> TASK:
Copy each of the following lines verbatim, with nothing added or altered.

+++ RECORDED DATA

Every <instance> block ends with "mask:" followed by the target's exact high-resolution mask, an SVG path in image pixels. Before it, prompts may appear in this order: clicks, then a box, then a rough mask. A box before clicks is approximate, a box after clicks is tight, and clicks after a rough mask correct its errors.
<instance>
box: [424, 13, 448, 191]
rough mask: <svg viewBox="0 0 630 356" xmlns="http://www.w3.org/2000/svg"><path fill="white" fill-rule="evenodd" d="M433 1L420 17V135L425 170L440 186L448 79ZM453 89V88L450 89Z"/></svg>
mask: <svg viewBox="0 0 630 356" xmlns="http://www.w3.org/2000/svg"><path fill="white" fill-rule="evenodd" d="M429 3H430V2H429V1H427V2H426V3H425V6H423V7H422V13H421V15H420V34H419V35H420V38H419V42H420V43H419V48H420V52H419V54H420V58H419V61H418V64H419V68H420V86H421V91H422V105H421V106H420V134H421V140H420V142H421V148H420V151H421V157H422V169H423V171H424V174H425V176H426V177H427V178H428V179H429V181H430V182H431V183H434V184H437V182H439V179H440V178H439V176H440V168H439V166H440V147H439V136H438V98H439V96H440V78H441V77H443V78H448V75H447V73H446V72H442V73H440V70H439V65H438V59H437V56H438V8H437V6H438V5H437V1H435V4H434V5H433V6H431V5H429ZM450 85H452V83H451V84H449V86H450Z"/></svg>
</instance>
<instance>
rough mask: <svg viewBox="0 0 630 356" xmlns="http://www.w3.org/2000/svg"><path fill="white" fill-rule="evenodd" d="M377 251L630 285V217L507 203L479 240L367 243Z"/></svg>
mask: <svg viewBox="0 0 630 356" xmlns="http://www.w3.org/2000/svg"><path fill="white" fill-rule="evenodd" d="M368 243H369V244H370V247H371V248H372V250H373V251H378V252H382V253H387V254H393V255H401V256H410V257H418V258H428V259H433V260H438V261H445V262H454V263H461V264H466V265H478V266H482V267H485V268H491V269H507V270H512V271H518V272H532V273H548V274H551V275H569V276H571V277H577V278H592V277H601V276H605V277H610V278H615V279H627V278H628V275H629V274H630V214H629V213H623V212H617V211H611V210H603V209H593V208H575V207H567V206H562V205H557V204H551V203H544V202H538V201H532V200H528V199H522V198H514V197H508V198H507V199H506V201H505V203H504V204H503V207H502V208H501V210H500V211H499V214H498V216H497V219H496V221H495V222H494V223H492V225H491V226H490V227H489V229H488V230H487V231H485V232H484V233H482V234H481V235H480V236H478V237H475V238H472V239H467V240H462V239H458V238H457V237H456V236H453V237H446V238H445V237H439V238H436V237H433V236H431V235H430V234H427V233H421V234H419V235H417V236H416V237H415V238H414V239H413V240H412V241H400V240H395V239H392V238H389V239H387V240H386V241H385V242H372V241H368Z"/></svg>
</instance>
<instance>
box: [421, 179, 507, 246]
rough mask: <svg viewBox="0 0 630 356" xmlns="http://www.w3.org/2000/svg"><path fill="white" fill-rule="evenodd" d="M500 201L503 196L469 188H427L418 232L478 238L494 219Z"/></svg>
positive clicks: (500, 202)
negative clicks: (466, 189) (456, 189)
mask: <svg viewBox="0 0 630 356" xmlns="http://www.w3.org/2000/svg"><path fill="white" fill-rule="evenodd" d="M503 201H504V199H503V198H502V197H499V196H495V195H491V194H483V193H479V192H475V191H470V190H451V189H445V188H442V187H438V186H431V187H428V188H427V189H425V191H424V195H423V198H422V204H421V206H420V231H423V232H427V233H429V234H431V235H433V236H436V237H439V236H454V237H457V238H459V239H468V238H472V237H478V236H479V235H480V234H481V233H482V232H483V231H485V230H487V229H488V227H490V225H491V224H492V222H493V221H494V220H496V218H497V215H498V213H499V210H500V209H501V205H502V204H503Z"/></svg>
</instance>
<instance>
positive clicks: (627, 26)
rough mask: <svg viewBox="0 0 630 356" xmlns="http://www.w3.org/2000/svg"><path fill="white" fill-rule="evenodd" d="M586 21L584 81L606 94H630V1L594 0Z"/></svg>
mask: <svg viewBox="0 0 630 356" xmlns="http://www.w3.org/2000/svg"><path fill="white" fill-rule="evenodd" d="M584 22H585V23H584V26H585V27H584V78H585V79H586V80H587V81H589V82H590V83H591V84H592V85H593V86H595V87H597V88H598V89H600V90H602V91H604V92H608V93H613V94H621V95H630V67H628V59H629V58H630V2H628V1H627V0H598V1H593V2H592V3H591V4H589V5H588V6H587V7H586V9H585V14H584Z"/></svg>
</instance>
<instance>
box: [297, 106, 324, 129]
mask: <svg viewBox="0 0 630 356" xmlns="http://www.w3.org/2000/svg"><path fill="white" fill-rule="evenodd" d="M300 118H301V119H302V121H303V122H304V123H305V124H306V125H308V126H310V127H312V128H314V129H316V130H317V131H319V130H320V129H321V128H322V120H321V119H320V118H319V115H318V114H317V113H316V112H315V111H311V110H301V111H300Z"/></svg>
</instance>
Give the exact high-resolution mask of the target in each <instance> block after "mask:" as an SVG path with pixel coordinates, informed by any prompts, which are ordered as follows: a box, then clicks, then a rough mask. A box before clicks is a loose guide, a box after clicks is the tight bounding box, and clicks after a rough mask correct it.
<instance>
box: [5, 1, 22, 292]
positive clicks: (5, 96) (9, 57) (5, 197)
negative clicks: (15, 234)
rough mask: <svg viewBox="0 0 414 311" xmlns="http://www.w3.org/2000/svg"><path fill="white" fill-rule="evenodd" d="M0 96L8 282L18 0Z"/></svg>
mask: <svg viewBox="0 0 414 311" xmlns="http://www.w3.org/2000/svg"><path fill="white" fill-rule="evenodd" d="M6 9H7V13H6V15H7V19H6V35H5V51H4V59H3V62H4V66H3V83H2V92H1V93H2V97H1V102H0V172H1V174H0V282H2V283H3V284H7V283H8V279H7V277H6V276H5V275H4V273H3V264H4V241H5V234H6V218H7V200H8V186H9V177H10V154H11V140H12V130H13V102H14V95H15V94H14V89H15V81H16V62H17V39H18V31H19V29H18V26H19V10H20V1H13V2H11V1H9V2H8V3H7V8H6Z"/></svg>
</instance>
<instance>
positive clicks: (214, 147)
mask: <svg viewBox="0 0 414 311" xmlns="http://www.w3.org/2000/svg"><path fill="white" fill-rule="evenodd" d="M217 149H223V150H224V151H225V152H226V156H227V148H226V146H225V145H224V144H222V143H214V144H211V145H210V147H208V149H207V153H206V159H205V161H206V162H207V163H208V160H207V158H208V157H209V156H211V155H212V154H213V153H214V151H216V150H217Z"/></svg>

++++++

> EXERCISE RESPONSE:
Every <instance> block ends with "mask:" followed by the target's exact high-resolution mask, an SVG path in image pixels. Before it, prompts may appear in this order: clicks, then a box, then a rough mask. A box before clicks is approximate, a box after clicks is tight, and clicks after a rough mask correct its errors.
<instance>
box: [424, 13, 448, 191]
rough mask: <svg viewBox="0 0 630 356" xmlns="http://www.w3.org/2000/svg"><path fill="white" fill-rule="evenodd" d="M433 1L420 17V135L425 170L440 186L448 79ZM453 89V88L450 89Z"/></svg>
mask: <svg viewBox="0 0 630 356" xmlns="http://www.w3.org/2000/svg"><path fill="white" fill-rule="evenodd" d="M429 3H430V2H429V1H427V2H426V3H425V6H423V7H422V13H421V15H420V34H419V35H420V38H419V42H420V43H419V48H420V52H419V54H420V58H419V61H418V64H419V68H420V86H421V91H422V105H421V106H420V134H421V140H420V142H421V148H420V151H421V157H422V169H423V171H424V174H425V176H426V177H427V178H428V179H429V181H430V182H431V183H434V184H437V182H439V179H440V178H439V176H440V168H439V166H440V147H439V136H438V98H439V96H440V78H441V77H443V78H448V75H447V73H446V72H442V73H440V70H439V65H438V59H437V56H438V8H437V6H438V5H437V1H435V4H434V5H433V6H431V5H429ZM450 85H452V83H451V84H449V86H450Z"/></svg>
</instance>
<instance>
rough mask: <svg viewBox="0 0 630 356" xmlns="http://www.w3.org/2000/svg"><path fill="white" fill-rule="evenodd" d="M377 251L630 285V217L507 203L479 240L367 243Z"/></svg>
mask: <svg viewBox="0 0 630 356" xmlns="http://www.w3.org/2000/svg"><path fill="white" fill-rule="evenodd" d="M368 243H369V244H370V247H371V248H372V250H373V251H378V252H382V253H387V254H393V255H401V256H410V257H418V258H428V259H433V260H438V261H445V262H454V263H461V264H466V265H478V266H482V267H485V268H491V269H507V270H512V271H518V272H532V273H548V274H551V275H569V276H571V277H577V278H592V277H601V276H605V277H610V278H615V279H627V278H628V275H629V274H630V214H629V213H623V212H617V211H611V210H603V209H593V208H575V207H567V206H562V205H557V204H551V203H544V202H538V201H532V200H528V199H522V198H514V197H508V198H507V199H506V201H505V203H504V204H503V207H502V208H501V210H500V211H499V214H498V216H497V219H496V221H495V222H494V223H492V225H491V226H490V227H489V229H488V230H487V231H485V232H484V233H482V234H481V235H480V236H478V237H475V238H472V239H467V240H462V239H458V238H457V237H456V236H453V237H446V238H445V237H439V238H436V237H433V236H431V235H430V234H427V233H421V234H419V235H417V236H416V237H415V238H414V239H413V240H412V241H400V240H395V239H392V238H389V239H387V240H386V241H385V242H372V241H368Z"/></svg>
</instance>
<instance>
box: [421, 179, 507, 246]
rough mask: <svg viewBox="0 0 630 356" xmlns="http://www.w3.org/2000/svg"><path fill="white" fill-rule="evenodd" d="M500 201L503 196L469 188H427L418 232L478 238L494 219Z"/></svg>
positive clicks: (500, 202)
negative clicks: (466, 189) (456, 189)
mask: <svg viewBox="0 0 630 356" xmlns="http://www.w3.org/2000/svg"><path fill="white" fill-rule="evenodd" d="M503 201H504V199H503V198H502V197H499V196H495V195H491V194H483V193H479V192H475V191H470V190H451V189H445V188H442V187H438V186H431V187H428V188H427V189H425V191H424V195H423V198H422V204H421V206H420V231H423V232H427V233H429V234H431V235H433V236H436V237H439V236H454V237H457V238H459V239H468V238H472V237H478V236H479V235H480V234H481V233H482V232H483V231H485V230H487V229H488V227H490V225H491V224H492V222H493V221H494V220H496V218H497V215H498V213H499V210H500V209H501V205H502V204H503Z"/></svg>
</instance>
<instance>
positive clicks: (627, 26)
rough mask: <svg viewBox="0 0 630 356" xmlns="http://www.w3.org/2000/svg"><path fill="white" fill-rule="evenodd" d="M586 21L584 81L606 94H630V1L594 0Z"/></svg>
mask: <svg viewBox="0 0 630 356" xmlns="http://www.w3.org/2000/svg"><path fill="white" fill-rule="evenodd" d="M584 22H585V23H584V26H585V27H584V78H585V79H586V80H587V81H589V82H590V83H591V84H592V85H593V86H595V87H597V88H598V89H600V90H602V91H604V92H608V93H613V94H621V95H630V67H628V59H629V58H630V2H628V1H627V0H598V1H593V2H592V3H591V4H589V5H588V6H587V7H586V9H585V14H584Z"/></svg>
</instance>
<instance>
box: [297, 106, 324, 129]
mask: <svg viewBox="0 0 630 356" xmlns="http://www.w3.org/2000/svg"><path fill="white" fill-rule="evenodd" d="M300 118H301V119H302V121H303V122H304V123H305V124H306V125H308V126H310V127H312V128H314V129H316V130H317V131H319V130H320V129H321V128H322V120H321V119H320V118H319V115H318V114H317V113H316V112H315V111H311V110H301V111H300Z"/></svg>
</instance>
Give the exact high-resolution mask of the target in each <instance> block after "mask:" as an SVG path with pixel coordinates, informed by any prompts, which are ordered as follows: a box, then clicks, then a rough mask. A box before clicks is a loose guide, a box after clicks is the tight bounding box, and clicks after a rough mask correct it.
<instance>
box: [5, 1, 22, 292]
positive clicks: (5, 96) (9, 57) (5, 197)
negative clicks: (15, 234)
rough mask: <svg viewBox="0 0 414 311" xmlns="http://www.w3.org/2000/svg"><path fill="white" fill-rule="evenodd" d="M0 96L8 282L18 0Z"/></svg>
mask: <svg viewBox="0 0 414 311" xmlns="http://www.w3.org/2000/svg"><path fill="white" fill-rule="evenodd" d="M6 9H7V13H6V15H7V19H6V35H5V51H4V59H3V62H4V66H3V83H2V92H1V93H2V97H1V102H0V172H1V174H0V282H2V283H3V284H7V283H8V279H7V277H6V276H5V275H4V273H3V264H4V241H5V234H6V218H7V200H8V186H9V177H10V154H11V140H12V130H13V102H14V95H15V94H14V89H15V81H16V62H17V39H18V31H19V29H18V26H19V10H20V1H13V2H11V1H9V2H8V3H7V8H6Z"/></svg>
</instance>
<instance>
positive clicks: (214, 147)
mask: <svg viewBox="0 0 414 311" xmlns="http://www.w3.org/2000/svg"><path fill="white" fill-rule="evenodd" d="M217 149H223V150H224V151H225V152H226V156H227V148H226V146H225V145H224V144H222V143H214V144H211V145H210V147H208V149H207V153H206V159H205V161H206V162H207V163H208V160H207V158H208V157H209V156H211V155H212V154H213V153H214V151H216V150H217Z"/></svg>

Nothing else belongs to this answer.